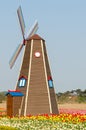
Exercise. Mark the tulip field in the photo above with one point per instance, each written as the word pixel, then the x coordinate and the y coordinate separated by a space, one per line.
pixel 66 120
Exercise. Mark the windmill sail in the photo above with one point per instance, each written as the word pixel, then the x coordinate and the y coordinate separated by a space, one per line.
pixel 33 29
pixel 21 20
pixel 14 57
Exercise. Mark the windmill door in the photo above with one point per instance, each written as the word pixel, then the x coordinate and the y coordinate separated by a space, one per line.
pixel 9 105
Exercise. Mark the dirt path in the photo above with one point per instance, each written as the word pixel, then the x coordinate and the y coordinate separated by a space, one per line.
pixel 60 106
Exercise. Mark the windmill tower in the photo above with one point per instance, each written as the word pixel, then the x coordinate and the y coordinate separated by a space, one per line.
pixel 34 92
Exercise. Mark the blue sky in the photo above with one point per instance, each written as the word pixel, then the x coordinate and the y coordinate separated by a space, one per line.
pixel 62 23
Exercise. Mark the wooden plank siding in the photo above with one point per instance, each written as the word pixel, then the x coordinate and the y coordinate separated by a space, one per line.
pixel 38 97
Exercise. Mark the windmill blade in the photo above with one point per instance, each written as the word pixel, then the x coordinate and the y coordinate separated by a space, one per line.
pixel 33 29
pixel 14 57
pixel 21 20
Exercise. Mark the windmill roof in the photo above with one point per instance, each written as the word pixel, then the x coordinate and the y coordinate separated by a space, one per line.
pixel 15 94
pixel 35 37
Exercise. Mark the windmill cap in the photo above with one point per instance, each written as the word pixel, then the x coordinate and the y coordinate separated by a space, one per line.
pixel 35 37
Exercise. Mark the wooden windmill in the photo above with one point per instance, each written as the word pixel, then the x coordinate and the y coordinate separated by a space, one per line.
pixel 34 92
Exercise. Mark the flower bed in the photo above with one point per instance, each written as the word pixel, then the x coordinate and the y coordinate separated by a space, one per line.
pixel 46 122
pixel 66 120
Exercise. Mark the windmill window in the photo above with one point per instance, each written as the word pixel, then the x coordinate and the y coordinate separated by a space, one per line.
pixel 22 82
pixel 50 82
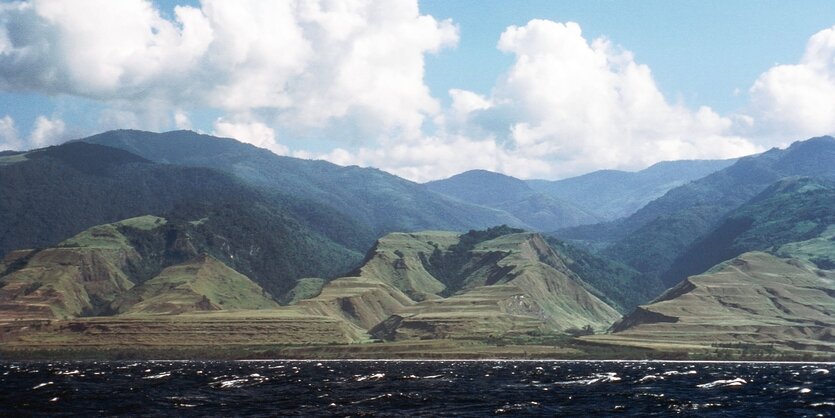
▬▬▬▬▬▬▬▬▬▬
*REQUIREMENT*: Exclude all images, then retype the records above without alteration.

*REPLY TO THE EXERCISE*:
Exercise. Mark the tulip field in the photo above with one point per instance, each written as the word pixel, then the x coordinate and the y coordinate separated by a space, one per line.
pixel 66 120
Exercise. Mark the windmill sail in the photo above with one point per instance, each written as the word pixel, then the x coordinate and the y coordinate separated by a space, one per line.
pixel 33 29
pixel 21 20
pixel 14 57
Exercise. Mark the windmill door in the photo above with one point per instance, each written as the word pixel, then the x coordinate and the y coordinate separated by a space, one per line.
pixel 9 105
Exercise. Mark the dirt path in the photo above with one point per instance, each written as the word pixel, then the x coordinate and the y coordinate separated by a space, one per line.
pixel 60 106
Exercise. Mark the windmill tower in the photo above with one point per instance, each written as the word pixel, then the x coordinate and the y coordinate separated by a space, one per line.
pixel 34 92
Exercise. Mark the blue sky in the photo above with one point per instance, each written as the word pixel, then the x coordinate and the y coordinate separated by a space, one per line.
pixel 62 23
Exercise. Mark the wooden plank siding in the photo above with one point per instance, each written as the word pixel, then the x coordinate and the y coordinate separated by a space, one per line.
pixel 38 97
Exercise. Mark the windmill blade in the photo above with one point per instance, each written as the word pixel, then the x coordinate and the y coordinate separated by a space, one per line.
pixel 33 29
pixel 14 57
pixel 21 20
Exercise. Mark the windmill roof in the photo above with one point per instance, each written as the word pixel, then the x coordinate and the y coordinate separated by a space, one per line.
pixel 15 94
pixel 35 37
Exercise. Mark the windmill cap in the photo above with one point per instance, each written as the word pixel, then the x coordinate and the y coordinate separated by a space, one per line.
pixel 35 37
Exercise. Mark the wooden windmill in the photo above with one point per instance, each written as the word pixel, then the x coordinate and the y coordinate separated by a space, one per line.
pixel 34 92
Exercise. Mark the flower bed in the photo above with one point per instance, each written as the word pixel, then the x coordinate and the y coordinate separated by a space, one per line.
pixel 46 122
pixel 66 120
Exercise. Mark the windmill window in the photo above with one point per instance, each written as the word pixel, then the x coordinate and the y coordinate separated by a space, one per line.
pixel 22 82
pixel 50 82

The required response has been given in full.